What you need to do:
Reproduce every line of the items from the start through the line containing "358,194,396,215", both ends included, with all requests left unchanged. In the answers, add 52 to each bounding-box coordinate.

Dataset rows

★ ★ ★

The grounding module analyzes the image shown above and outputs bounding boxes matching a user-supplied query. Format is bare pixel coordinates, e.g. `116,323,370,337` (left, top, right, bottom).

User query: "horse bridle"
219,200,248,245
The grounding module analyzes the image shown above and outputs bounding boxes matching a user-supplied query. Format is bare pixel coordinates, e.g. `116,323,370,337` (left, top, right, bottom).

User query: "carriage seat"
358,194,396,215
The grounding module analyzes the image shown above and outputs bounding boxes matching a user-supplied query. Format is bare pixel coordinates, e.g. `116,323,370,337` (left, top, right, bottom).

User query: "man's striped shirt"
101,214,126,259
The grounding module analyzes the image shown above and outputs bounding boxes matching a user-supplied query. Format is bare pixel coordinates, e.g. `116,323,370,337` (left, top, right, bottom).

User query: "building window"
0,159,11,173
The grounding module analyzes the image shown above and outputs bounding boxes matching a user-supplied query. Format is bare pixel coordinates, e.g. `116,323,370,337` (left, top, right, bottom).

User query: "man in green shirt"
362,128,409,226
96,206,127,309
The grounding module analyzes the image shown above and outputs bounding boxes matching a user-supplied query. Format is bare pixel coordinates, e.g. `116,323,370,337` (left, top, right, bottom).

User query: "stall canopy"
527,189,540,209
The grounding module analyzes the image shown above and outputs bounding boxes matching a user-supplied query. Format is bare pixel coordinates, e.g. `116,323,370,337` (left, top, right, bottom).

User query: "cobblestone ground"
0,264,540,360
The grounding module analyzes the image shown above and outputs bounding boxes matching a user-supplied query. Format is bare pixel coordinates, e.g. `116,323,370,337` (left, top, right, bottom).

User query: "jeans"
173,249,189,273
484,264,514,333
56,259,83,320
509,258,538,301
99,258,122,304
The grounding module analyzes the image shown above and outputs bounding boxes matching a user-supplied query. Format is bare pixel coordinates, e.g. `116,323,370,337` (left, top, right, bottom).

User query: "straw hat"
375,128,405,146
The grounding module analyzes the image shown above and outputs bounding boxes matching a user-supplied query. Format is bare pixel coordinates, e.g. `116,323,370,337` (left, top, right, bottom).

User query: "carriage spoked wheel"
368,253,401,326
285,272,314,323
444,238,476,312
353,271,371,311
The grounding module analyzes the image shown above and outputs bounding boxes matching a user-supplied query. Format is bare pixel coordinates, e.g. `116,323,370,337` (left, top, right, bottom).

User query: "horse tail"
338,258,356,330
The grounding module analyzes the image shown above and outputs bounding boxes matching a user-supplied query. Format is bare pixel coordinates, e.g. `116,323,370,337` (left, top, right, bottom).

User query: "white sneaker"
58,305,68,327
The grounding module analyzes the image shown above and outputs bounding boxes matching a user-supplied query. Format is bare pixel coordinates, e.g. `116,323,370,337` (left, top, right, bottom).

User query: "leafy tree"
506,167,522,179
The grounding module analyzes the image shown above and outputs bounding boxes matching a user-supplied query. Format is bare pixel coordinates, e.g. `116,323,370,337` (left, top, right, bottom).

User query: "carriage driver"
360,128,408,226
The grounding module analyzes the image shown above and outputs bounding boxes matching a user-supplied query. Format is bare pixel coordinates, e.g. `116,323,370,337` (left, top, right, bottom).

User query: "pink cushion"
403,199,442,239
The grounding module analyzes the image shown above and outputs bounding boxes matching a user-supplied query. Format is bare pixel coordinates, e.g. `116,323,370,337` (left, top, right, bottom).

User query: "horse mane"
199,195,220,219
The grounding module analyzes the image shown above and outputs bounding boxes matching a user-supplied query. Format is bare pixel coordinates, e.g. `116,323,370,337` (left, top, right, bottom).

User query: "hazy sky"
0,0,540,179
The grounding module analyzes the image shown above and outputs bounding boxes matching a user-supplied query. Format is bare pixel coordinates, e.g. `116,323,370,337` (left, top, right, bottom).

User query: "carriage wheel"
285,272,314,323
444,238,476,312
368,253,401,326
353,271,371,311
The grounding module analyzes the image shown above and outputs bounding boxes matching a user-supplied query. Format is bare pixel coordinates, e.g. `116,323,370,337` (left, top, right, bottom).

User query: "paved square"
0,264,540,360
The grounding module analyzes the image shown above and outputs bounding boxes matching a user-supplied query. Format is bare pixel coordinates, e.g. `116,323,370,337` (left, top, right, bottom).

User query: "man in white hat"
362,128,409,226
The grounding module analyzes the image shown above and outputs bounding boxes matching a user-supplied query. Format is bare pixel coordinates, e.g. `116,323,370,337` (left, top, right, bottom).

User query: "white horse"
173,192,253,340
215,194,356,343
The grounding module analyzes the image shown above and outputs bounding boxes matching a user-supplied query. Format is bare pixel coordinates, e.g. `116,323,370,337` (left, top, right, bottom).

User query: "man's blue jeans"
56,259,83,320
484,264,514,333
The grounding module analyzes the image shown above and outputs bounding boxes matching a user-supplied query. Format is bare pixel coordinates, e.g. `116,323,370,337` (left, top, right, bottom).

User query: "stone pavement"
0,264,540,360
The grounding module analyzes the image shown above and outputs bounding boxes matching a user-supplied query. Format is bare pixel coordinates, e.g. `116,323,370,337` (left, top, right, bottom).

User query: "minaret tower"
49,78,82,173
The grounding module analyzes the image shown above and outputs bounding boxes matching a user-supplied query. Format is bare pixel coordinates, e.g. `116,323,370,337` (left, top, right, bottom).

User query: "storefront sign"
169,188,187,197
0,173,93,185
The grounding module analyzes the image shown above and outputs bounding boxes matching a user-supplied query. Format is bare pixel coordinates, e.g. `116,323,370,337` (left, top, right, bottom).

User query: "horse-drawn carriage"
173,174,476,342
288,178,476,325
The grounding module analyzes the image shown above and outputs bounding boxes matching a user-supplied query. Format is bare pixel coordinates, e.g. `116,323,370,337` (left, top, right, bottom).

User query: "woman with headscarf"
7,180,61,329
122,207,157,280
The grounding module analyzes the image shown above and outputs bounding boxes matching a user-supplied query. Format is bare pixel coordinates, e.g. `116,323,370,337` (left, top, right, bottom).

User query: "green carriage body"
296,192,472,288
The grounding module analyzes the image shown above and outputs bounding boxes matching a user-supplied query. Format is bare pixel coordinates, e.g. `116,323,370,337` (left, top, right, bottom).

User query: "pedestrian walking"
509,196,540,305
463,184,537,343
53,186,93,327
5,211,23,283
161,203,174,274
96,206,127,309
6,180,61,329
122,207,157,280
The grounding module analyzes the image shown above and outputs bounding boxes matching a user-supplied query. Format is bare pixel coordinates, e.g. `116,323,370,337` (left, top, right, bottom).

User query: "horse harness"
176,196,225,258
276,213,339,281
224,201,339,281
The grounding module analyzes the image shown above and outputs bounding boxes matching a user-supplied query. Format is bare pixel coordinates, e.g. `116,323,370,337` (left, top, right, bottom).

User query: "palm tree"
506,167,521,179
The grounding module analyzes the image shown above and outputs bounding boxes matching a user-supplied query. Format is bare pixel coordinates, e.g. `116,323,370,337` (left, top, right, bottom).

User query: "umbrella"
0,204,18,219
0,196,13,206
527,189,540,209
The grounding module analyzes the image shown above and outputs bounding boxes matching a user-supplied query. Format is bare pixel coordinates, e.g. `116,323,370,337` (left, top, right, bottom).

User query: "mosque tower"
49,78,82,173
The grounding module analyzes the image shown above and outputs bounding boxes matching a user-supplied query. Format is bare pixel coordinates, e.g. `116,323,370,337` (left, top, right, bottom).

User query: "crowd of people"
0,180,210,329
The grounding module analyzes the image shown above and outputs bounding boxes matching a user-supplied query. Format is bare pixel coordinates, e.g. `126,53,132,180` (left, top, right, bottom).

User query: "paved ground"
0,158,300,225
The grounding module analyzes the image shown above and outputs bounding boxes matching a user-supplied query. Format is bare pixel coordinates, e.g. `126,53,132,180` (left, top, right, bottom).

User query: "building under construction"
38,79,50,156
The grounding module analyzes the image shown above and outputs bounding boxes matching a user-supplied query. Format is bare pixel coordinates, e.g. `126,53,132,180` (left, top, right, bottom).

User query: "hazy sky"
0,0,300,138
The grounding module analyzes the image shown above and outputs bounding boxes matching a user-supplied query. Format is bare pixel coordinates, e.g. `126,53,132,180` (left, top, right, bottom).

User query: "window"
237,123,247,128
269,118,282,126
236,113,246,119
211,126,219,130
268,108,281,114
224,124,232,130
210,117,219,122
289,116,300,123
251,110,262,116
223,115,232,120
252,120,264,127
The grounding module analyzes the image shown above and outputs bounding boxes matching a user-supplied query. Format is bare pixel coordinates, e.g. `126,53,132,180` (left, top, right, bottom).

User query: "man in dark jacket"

★ ★ ★

Answer to this problem:
The grounding module analyzes the image shown above and outputs bounding boxes matching a user-supplied query. Format is bare pixel coordinates, e.g. `116,323,370,337` (left, top, right, bottom).

User query: "horse bridle"
271,252,300,297
The grounding module analyzes the image shown above and outputs bounding boxes matching a user-supplied query. Format is bare pixel coordinates, e.g. `116,323,370,337` (left, top, right, bottom).

User query: "carriage seat"
410,246,448,267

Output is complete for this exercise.